- Location identification items -

•••••

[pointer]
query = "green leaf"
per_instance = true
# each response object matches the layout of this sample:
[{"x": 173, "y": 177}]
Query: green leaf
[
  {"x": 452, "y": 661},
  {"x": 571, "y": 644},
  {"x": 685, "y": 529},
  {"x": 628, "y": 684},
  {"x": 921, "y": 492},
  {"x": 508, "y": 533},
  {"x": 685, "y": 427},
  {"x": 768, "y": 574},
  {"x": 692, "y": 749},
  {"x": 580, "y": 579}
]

•••••

- STATED PROBLEM -
Rescale all of the material above by writing out every line again, requests included, with each x and y coordinate in the answers multiplied by 0.6 and rounded to a whole number, halves up. Leave the numbers in the requests and their format samples unchanged.

- THE RESPONSE -
[pointer]
query = "green leaf"
per_instance = true
# each response object matches the layout of this sample:
[{"x": 173, "y": 177}]
Query: green leaf
[
  {"x": 271, "y": 397},
  {"x": 343, "y": 386},
  {"x": 411, "y": 317},
  {"x": 377, "y": 410},
  {"x": 553, "y": 295},
  {"x": 305, "y": 320},
  {"x": 411, "y": 256},
  {"x": 461, "y": 344},
  {"x": 415, "y": 449},
  {"x": 348, "y": 347}
]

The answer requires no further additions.